• **Tâches à réaliser**
1. Traduisez en anglais cette phrase de l'extrait sur les kératines : « Les cellules épithéliales expriment au moins une kératine de type I et une kératine de type II, qui forment des hétéropolymères non covalents dans un rapport 1/1. »
2. Prolongez de quelques phrases l'extrait sur les kératines, à la suite de sa dernière phrase.

• **Extrait cité**
L ES kératines constituent une famille d'une vingtaine de protéines du cytosquelette, qui sont exprimées dans les cellules épithéliales et sont classées en deux groupes : type I (kératines 9 à 20) et type II (kératines 1 à 8).
Les cellules épithéliales expriment au moins une kératine de type I et une kératine de type II, qui forment des hétéropolymères non covalents dans un rapport 1/1.
Les kératines 8 et 18 ont été initialement trouvées dans les épithéliums simple couche (exemple : foie, pancréas, intestin), alors que les hétéropolymères 5 et 14 sont présents dans les kératinocytes basaux des épithéliums stratifiés et que les hétéropolymères 1 et 10 sont présents dans les kératinocytes suprabasaux des épithéliums stratifiés.
Le foie et l'intestin de souris de laboratoire
Des études dans des modèles animaux ont suggéré que le foie et l'intestin peuvent être le siège de maladies en cas de mutations dans les gènes des kératines 8 et 18. Par exemple, dans une souche de souris déficientes en kératine 8, la plupart des embryons ont une hémorragie hépatique et meurent avant la naissance. Dans une autre souche, les souris ont un prolapsus rectal, une colite, une élévation modérée des aminotransférases, une fragilité hépatocytaire et une susceptibilité hépatique accrue à une hépatotoxine. Enfin, des souris transgéniques qui expriment en excès une kératine 18 mutante ont une hépatite chronique modérée, une fragilité hépatocytaire et une susceptibilité accrue à la toxicité médicamenteuse.

• **Données présentées**
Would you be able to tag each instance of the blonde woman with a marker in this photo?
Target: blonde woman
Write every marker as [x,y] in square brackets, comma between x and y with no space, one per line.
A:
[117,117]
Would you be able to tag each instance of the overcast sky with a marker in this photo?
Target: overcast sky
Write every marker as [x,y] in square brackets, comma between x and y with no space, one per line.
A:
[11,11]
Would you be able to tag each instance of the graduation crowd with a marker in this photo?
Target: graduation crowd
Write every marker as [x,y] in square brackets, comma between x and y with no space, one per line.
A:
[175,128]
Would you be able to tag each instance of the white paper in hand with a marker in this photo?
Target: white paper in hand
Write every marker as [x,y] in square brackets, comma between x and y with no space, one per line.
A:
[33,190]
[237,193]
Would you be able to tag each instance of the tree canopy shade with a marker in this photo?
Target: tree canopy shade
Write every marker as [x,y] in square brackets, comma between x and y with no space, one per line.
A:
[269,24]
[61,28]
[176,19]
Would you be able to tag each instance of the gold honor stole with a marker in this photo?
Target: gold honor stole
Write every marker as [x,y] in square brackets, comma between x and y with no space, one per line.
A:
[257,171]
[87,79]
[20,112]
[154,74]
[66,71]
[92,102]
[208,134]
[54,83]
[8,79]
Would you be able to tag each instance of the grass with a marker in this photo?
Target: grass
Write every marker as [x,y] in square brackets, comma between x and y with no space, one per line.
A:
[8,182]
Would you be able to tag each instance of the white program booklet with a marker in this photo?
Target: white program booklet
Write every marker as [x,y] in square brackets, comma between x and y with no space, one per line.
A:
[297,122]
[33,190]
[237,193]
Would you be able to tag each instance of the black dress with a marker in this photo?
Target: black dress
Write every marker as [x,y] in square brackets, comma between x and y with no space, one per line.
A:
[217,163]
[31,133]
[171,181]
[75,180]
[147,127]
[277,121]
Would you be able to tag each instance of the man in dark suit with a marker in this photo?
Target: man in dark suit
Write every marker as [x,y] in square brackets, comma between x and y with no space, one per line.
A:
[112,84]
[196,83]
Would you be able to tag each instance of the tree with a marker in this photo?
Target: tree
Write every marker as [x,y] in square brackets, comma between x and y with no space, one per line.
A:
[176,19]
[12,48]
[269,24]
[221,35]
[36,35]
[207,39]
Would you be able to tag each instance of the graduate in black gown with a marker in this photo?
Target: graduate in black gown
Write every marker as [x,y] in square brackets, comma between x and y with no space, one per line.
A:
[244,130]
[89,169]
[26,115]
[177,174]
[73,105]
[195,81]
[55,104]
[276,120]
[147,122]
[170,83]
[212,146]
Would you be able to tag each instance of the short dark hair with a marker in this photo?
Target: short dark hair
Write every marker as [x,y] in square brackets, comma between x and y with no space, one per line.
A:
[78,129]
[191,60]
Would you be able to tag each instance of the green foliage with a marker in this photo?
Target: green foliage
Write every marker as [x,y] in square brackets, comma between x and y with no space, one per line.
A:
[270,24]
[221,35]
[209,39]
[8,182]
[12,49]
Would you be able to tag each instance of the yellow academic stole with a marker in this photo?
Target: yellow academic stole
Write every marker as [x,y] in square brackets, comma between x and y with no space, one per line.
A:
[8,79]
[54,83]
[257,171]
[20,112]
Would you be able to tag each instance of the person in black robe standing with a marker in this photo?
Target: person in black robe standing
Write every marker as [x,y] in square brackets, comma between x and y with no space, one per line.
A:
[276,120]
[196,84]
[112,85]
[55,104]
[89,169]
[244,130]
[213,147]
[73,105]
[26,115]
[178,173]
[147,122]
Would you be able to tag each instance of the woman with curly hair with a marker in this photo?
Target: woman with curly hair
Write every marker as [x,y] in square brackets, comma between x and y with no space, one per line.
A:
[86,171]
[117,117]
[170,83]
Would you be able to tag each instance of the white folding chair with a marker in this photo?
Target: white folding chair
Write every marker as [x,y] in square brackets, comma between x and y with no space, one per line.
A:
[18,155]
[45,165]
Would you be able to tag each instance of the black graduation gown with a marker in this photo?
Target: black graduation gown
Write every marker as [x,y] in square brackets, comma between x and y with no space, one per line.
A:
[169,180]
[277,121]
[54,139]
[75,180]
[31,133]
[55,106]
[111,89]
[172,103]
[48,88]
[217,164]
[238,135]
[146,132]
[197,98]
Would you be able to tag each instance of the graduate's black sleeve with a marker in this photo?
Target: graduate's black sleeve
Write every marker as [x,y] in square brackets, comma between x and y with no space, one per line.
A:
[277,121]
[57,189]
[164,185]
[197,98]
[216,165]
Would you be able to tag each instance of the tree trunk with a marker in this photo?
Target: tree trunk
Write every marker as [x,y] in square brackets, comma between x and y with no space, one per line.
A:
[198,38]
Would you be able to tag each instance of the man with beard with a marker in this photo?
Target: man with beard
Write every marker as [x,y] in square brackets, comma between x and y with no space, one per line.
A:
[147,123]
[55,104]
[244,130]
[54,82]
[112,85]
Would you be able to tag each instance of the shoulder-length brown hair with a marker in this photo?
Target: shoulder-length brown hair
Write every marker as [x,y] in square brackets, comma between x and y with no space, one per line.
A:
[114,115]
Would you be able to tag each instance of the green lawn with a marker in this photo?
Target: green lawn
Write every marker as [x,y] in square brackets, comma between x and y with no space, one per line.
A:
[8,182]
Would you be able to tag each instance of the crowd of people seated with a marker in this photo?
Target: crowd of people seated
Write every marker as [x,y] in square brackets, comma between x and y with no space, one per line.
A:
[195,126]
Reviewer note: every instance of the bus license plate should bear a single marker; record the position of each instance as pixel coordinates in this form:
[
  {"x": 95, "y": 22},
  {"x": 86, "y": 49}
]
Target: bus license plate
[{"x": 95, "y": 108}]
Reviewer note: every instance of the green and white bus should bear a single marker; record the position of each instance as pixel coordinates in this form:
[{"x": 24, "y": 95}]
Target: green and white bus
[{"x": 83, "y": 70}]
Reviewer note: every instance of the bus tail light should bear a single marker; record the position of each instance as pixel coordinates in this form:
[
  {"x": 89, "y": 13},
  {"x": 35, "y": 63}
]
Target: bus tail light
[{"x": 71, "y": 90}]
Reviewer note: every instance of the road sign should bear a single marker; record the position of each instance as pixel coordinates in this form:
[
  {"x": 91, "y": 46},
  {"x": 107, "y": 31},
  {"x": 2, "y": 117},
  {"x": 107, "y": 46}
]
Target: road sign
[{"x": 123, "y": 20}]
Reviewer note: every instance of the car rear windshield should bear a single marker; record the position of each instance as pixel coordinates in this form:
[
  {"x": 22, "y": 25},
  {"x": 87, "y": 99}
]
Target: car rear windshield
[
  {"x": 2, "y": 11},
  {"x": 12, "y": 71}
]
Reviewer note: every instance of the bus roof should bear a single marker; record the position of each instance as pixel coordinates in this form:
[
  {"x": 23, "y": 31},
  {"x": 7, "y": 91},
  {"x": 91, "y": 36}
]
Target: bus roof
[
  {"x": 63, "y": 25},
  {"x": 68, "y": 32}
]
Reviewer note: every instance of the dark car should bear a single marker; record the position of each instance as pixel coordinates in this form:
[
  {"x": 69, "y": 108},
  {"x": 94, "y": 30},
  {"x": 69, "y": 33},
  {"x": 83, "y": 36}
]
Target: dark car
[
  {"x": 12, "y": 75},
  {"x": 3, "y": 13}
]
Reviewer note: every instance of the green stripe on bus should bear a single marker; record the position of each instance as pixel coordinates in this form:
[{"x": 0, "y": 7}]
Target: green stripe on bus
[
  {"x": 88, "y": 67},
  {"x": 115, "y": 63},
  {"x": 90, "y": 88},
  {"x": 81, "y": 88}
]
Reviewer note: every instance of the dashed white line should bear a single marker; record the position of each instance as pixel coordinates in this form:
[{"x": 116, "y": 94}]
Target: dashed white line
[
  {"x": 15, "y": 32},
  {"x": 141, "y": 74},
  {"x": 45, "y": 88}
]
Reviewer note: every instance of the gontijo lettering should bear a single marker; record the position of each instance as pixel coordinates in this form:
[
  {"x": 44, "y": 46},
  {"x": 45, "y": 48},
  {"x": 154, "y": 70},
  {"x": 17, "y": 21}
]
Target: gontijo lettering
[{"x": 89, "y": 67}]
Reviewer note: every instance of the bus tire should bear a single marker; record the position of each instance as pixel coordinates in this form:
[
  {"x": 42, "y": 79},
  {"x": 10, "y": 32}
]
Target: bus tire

• **Réponses par tâche**
1. Epithelial cells express at least one type I keratin and one type II keratin, which form noncovalent heteropolymers in a 1:1 ratio.

2.
Ces résultats chez l'animal ont conduit à penser que des mutations des gènes des kératines 8 et/ou 18 pouvaient prédisposer à des affections aiguës ou chroniques du foie considérées comme cryptogénétiques. En 1997, l'équipe de Nam-On Ku (« J Clin Invest », 1997 ; 99 : 19-23) a déjà décrit une mutation (substitution d'une leucine pour une histidine en position 127) chez 1 patient sur 28 étudiés, ayant une cirrhose cryptogénétique.
La même équipe a continué à chercher des mutations des gènes des kératine 8 et 18 dans la cirrhose cryptogénétique.
L'étude de 150 foies explantés
Les nouveaux travaux ont porté sur 150 foies explantés (provenant des centres de transplantation de Californie) et 89 échantillons sanguins, provenant tous de trois groupes d'individus : 55 patients ayant une cirrhose cryptogénétique, 99 ayant une maladie du foie non cryptogénétique (alcool, auto-immunité, médicaments, virus) et 86 donneurs de sang sélectionnés au hasard (contrôles).
Parmi les 55 patients ayant une maladie hépatique cryptogénétique, les auteurs ont découvert cinq mutations dans le gène de la kératine 8 : trois mutations glycine-cystéine en position 61 et deux mutations tyrosine-histidine en position 53.
Ces mutations n'ont pas été retrouvées chez les patients ayant des maladies hépatiques non cryptogénétiques et chez les sujets contrôles.
« Des mutations dans le gène de la kératine 8 peuvent prédisposer à une maladie hépatique et peuvent expliquer une hépatopathie cryptogénétique chez certains patients », concluent les auteurs.
« New England Journal of Medicine » du 24 mai 2001, pp. 1580-1587.